| Quoted text |
▼▼▼

This was then 'scanned' with an IR pair to act s a linear transducer.
"Bill Sloman" wrote in message
> firstname.lastname@example.org wrote in message
> > hi all,
> > i'm trying to build an optical encoder. i've done it many times before,
> > this one is giving me trouble....
> > it needs to be reflective, and linear.
> > that is, it's a straight steel rod with a series of black stripes on it
> > (about 0.5mm spacing) that i want to use to detect linear displacement.
> > i've been playing around with lenses and photodetectors and the guts of
> > old optical mice, but it's just so fiddly and I cant make it work.
> > I have some small cylindrical pieces of some clear acrylic stuff (about
> > 3mm diameter) to use as cylindrical lenses, and some HLC2701 optical
> > detector modules, but I cant make it work.
> > does anyone have any tips on this sort of thing? or some off the shelf
> > parts that can do it directly?

▲▲▲

Saved entries:

▼▼▼

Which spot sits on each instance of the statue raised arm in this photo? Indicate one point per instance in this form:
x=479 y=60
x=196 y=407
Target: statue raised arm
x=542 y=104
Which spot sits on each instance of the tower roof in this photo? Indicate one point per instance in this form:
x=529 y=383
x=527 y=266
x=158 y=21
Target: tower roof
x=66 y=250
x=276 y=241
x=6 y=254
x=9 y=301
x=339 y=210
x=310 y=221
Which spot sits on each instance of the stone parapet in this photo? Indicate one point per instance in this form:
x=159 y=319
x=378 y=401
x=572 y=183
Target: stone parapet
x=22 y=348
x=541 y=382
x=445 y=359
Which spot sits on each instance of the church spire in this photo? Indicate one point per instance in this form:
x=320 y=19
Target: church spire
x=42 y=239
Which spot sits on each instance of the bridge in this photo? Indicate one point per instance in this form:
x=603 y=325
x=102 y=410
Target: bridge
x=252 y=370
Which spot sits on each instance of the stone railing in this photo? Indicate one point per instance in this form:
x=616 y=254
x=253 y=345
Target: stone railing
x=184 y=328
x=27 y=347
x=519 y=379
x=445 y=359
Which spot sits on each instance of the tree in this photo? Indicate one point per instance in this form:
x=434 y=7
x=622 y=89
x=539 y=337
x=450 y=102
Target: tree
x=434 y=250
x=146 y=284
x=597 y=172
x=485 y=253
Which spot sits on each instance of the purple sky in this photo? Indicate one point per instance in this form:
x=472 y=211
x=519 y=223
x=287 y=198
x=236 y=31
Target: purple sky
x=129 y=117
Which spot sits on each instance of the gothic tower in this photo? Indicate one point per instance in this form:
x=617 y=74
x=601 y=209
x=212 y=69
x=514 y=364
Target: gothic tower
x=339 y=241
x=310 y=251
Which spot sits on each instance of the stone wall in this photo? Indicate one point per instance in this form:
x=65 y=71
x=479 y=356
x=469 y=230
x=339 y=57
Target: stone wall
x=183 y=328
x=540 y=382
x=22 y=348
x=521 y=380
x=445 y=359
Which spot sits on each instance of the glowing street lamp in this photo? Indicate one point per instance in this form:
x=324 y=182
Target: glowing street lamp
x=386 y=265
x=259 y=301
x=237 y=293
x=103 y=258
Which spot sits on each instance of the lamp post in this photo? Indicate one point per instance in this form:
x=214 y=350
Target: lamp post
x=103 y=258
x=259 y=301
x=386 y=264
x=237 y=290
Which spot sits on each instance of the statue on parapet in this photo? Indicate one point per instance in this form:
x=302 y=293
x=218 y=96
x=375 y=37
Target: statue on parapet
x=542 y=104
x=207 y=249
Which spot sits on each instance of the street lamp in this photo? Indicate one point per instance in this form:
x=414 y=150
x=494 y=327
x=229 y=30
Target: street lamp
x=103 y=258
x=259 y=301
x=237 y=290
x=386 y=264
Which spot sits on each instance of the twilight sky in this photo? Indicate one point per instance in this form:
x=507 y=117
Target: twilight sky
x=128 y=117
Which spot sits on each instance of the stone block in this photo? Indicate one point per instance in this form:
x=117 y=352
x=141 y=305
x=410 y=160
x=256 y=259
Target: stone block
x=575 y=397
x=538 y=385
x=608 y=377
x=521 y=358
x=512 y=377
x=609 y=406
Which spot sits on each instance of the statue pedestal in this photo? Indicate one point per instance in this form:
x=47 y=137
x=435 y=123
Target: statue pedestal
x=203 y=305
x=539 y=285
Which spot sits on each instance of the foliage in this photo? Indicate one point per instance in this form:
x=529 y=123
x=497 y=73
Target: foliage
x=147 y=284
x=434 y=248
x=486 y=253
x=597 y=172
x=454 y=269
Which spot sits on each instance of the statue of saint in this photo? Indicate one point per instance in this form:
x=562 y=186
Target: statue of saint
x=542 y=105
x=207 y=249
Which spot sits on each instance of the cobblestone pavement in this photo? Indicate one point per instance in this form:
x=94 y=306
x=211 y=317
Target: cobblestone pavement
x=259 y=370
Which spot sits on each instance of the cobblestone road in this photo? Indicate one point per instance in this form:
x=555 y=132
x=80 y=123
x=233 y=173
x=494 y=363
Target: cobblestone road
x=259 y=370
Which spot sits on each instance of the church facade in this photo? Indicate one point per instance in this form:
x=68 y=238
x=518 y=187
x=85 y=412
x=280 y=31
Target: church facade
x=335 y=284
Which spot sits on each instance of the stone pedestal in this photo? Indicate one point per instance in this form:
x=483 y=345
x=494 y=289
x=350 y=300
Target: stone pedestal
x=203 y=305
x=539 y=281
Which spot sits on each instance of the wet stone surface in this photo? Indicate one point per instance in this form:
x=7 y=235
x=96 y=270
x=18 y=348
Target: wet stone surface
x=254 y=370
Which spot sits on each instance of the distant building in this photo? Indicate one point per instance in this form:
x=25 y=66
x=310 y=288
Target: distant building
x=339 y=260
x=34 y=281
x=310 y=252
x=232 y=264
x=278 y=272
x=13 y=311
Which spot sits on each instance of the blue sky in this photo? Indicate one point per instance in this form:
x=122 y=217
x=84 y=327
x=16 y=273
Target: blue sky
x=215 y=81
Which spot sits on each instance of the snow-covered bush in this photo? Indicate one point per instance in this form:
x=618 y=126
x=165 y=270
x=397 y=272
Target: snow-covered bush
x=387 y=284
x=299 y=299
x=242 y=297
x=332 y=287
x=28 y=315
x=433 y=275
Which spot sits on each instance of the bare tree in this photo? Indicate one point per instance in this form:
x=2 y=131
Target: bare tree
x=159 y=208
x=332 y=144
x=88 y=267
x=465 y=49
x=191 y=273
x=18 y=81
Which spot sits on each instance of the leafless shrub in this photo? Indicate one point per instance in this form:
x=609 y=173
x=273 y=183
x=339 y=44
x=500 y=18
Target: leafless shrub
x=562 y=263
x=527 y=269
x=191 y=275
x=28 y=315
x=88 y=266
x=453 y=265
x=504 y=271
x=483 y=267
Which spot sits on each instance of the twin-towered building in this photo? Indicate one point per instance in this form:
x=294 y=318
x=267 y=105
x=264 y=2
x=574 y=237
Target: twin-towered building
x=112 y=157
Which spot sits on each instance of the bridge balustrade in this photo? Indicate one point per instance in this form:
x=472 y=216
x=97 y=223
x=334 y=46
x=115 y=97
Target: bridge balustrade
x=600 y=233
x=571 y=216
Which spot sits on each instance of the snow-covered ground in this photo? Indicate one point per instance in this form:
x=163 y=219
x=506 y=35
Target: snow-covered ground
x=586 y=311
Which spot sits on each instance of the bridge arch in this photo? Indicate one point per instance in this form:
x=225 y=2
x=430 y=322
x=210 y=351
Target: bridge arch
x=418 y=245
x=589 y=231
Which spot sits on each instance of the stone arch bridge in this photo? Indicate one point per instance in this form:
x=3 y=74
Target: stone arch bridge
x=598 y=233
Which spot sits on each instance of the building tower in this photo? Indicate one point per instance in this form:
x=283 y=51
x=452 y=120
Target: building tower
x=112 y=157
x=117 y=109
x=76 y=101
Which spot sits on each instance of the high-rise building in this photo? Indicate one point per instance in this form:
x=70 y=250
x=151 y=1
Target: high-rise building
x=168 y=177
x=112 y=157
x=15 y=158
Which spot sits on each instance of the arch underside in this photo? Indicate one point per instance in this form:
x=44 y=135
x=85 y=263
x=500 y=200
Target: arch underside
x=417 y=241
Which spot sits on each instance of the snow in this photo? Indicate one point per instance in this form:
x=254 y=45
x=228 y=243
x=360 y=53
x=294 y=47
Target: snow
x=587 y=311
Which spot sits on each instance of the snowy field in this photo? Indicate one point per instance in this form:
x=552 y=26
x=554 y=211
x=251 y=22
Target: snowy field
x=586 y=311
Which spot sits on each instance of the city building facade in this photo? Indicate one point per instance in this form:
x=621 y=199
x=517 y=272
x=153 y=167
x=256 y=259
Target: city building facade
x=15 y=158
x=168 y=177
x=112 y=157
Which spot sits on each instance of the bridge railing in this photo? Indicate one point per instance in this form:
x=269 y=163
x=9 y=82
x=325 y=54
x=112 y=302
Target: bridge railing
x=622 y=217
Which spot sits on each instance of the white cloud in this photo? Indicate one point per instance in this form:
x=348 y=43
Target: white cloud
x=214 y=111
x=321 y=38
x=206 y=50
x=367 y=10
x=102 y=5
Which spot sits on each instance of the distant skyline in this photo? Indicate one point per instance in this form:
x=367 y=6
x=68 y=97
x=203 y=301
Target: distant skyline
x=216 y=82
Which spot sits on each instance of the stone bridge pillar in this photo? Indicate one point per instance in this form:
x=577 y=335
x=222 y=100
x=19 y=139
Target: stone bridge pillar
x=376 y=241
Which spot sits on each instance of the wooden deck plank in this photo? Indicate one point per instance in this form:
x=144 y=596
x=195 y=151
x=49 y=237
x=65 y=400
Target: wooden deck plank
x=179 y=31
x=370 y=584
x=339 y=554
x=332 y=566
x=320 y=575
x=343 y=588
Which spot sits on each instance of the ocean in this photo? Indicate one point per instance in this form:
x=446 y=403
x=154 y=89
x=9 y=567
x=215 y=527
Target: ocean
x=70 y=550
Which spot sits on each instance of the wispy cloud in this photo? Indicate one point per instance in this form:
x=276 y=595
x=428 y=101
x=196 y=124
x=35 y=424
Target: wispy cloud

▲▲▲

| Exercise |
Please write out the stretch of the optical encoder post from "This was then" through "but I cant make it work.", copied word for word.

| Written response |
This was then 'scanned' with an IR pair to act s a linear transducer.
"Bill Sloman" wrote in message
> firstname.lastname@example.org wrote in message
> > hi all,
> > i'm trying to build an optical encoder. i've done it many times before,
> > this one is giving me trouble....
> > it needs to be reflective, and linear.
> > that is, it's a straight steel rod with a series of black stripes on it
> > (about 0.5mm spacing) that i want to use to detect linear displacement.
> > i've been playing around with lenses and photodetectors and the guts of
> > old optical mice, but it's just so fiddly and I cant make it work.
> > I have some small cylindrical pieces of some clear acrylic stuff (about
> > 3mm diameter) to use as cylindrical lenses, and some HLC2701 optical
> > detector modules, but I cant make it work.